ABOUT THIS TASK ▸
Your response should consist of the records, reproduced exactly.

=======

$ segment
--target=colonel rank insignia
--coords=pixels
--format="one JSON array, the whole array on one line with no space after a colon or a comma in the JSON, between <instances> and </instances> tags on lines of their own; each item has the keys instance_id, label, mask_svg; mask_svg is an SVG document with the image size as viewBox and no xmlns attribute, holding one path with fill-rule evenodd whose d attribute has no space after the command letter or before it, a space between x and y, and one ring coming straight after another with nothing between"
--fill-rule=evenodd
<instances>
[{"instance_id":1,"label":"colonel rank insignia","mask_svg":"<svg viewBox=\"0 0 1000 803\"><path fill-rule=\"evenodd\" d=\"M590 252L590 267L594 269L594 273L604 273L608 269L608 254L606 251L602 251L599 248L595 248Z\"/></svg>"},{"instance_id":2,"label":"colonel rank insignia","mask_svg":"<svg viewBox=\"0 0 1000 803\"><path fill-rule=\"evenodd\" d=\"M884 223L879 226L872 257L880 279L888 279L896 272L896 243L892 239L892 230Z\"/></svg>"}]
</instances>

=======

WRITTEN SOLUTION ▸
$ segment
--target=colonel rank insignia
--coords=pixels
--format="one JSON array, the whole array on one line with no space after a colon or a comma in the JSON, between <instances> and </instances> tags on lines of their own; each item has the keys instance_id, label, mask_svg; mask_svg is an SVG document with the image size as viewBox and no xmlns attribute, holding one path with fill-rule evenodd whose d attribute has no space after the command letter or before it, a space between x and y, and one ring coming straight after another with nothing between"
--fill-rule=evenodd
<instances>
[{"instance_id":1,"label":"colonel rank insignia","mask_svg":"<svg viewBox=\"0 0 1000 803\"><path fill-rule=\"evenodd\" d=\"M590 252L590 267L594 269L594 273L604 273L608 269L608 254L606 251L602 251L599 248L595 248Z\"/></svg>"},{"instance_id":2,"label":"colonel rank insignia","mask_svg":"<svg viewBox=\"0 0 1000 803\"><path fill-rule=\"evenodd\" d=\"M884 223L879 226L872 257L880 279L888 279L896 272L896 243L892 239L892 230Z\"/></svg>"}]
</instances>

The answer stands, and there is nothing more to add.